Nothing other than the lines from the one containing "find the glass-front" through the last line of the data below should be output, each reproduced exactly.
### Source data
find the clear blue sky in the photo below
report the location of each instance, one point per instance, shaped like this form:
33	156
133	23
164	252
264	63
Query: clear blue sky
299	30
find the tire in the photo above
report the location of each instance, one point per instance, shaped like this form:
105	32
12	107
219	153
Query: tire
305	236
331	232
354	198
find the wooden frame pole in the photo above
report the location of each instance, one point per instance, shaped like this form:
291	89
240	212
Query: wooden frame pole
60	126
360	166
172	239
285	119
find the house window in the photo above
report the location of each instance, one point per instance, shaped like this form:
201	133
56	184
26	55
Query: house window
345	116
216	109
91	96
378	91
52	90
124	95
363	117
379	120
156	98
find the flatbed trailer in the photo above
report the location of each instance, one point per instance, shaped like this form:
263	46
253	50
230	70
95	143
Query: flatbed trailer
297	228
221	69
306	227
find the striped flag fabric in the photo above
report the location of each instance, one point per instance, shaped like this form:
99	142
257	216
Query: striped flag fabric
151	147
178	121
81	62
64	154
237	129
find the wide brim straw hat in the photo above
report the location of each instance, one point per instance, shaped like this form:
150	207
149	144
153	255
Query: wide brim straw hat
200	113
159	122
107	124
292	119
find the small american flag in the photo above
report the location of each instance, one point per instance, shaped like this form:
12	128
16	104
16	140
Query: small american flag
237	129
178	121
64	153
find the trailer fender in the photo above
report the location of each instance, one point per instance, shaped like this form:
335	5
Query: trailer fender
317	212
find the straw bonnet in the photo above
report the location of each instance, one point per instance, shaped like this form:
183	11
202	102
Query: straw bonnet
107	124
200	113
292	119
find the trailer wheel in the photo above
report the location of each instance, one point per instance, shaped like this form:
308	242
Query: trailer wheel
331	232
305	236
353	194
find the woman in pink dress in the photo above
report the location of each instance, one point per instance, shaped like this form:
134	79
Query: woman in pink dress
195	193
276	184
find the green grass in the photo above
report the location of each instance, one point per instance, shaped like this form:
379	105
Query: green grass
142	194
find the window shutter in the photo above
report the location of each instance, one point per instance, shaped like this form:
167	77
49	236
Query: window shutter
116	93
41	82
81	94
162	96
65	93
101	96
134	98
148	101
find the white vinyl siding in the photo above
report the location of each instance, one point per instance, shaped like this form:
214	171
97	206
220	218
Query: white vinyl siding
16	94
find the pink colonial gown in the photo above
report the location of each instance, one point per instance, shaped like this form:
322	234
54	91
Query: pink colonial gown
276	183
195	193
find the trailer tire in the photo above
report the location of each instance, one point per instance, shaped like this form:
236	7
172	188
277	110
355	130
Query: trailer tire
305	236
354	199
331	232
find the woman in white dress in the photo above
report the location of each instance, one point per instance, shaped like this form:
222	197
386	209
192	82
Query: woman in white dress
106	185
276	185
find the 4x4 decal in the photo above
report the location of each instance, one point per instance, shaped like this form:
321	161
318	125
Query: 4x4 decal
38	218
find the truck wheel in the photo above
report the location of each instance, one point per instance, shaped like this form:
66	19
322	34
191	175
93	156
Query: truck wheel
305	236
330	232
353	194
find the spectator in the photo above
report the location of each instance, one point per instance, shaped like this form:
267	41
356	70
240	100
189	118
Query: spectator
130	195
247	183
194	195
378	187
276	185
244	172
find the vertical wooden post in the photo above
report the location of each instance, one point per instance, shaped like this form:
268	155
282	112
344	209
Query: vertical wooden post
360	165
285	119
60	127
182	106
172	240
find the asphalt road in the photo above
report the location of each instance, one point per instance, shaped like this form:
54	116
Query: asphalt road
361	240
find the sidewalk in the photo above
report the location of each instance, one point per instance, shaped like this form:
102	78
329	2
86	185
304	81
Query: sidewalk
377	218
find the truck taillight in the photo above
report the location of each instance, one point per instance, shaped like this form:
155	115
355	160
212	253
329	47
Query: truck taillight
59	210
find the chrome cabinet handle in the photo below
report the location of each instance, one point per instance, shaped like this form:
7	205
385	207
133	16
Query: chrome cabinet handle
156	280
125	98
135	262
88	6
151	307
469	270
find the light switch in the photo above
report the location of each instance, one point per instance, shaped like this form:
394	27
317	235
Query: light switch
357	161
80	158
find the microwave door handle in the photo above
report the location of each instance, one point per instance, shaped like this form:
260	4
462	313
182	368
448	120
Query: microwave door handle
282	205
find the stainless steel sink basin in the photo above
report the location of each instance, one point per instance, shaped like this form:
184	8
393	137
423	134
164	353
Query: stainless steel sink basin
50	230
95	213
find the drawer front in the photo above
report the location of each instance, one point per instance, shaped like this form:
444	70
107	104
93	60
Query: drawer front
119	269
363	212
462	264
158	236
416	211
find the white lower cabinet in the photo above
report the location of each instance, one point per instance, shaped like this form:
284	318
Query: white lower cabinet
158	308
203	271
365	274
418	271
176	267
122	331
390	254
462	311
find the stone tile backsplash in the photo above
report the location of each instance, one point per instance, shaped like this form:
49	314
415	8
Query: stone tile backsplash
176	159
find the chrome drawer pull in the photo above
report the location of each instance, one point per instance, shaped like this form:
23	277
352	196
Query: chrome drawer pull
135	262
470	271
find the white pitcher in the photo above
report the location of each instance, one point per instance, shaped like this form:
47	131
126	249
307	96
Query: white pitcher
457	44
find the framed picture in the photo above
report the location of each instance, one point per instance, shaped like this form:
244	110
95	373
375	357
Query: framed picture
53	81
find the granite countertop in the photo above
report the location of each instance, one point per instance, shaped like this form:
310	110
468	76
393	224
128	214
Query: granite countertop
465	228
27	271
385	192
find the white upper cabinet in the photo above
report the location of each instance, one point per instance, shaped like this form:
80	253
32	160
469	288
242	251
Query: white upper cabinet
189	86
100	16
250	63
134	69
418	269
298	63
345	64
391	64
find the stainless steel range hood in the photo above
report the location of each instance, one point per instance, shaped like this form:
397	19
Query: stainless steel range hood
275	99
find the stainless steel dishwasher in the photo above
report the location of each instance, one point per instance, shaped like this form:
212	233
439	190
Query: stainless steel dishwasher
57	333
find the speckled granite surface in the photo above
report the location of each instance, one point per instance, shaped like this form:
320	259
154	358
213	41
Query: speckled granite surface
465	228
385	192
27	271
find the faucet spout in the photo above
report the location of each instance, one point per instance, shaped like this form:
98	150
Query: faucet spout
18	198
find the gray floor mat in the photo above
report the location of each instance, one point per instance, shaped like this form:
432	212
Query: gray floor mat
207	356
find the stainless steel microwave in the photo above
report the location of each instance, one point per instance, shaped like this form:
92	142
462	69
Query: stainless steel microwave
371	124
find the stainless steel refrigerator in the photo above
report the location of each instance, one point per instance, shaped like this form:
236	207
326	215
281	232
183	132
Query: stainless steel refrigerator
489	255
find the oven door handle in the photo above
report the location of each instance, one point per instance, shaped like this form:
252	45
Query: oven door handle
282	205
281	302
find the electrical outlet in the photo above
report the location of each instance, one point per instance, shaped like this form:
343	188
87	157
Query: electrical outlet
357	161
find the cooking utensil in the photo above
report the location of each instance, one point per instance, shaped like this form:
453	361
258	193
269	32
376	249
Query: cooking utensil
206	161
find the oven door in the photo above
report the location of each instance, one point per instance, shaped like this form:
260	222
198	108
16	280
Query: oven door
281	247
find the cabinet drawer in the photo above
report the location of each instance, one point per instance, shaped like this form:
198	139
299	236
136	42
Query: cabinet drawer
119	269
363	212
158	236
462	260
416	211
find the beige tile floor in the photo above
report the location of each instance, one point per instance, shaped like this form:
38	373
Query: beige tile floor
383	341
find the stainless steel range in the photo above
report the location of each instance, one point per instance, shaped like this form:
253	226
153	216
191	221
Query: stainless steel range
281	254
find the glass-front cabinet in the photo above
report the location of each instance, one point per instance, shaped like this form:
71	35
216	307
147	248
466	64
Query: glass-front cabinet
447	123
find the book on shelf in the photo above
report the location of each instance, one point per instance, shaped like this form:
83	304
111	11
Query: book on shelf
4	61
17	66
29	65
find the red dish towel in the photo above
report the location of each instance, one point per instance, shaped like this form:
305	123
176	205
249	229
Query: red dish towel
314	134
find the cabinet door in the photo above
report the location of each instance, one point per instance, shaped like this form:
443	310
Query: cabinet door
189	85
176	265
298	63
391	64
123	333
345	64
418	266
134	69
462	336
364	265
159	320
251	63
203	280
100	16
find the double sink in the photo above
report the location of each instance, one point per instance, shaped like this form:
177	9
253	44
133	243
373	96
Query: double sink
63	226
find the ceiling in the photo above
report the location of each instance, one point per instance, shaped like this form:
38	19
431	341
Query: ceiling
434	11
######
Written solution:
find the glass-front cabinet in the photo above
report the location of each instance, one point per instance, shaped like this form:
71	35
216	307
147	248
466	64
Query: glass-front cabinet
447	123
find the book on shelf in the photo above
report the location of each instance, one point per instance, shaped like this form:
83	304
111	11
Query: book on shelf
4	61
17	66
29	65
find the red dish towel in the photo above
report the location of each instance, one point per instance, shaped like this form:
305	123
176	205
249	229
Query: red dish towel
314	134
find the cabinet door in the photo above
report the location of each instance, one point per instance, shaped like this form:
443	310
Query: cabinet door
189	85
176	265
298	63
391	64
123	333
345	64
418	266
134	69
462	336
364	265
159	320
251	63
203	280
100	16
find the double sink in the photo above
report the location of each instance, one point per instance, shaped like this form:
177	9
253	44
133	243
373	96
Query: double sink
63	226
find the ceiling in the photo above
report the location of each instance, one point per instance, shaped like this form:
38	19
431	341
Query: ceiling
434	11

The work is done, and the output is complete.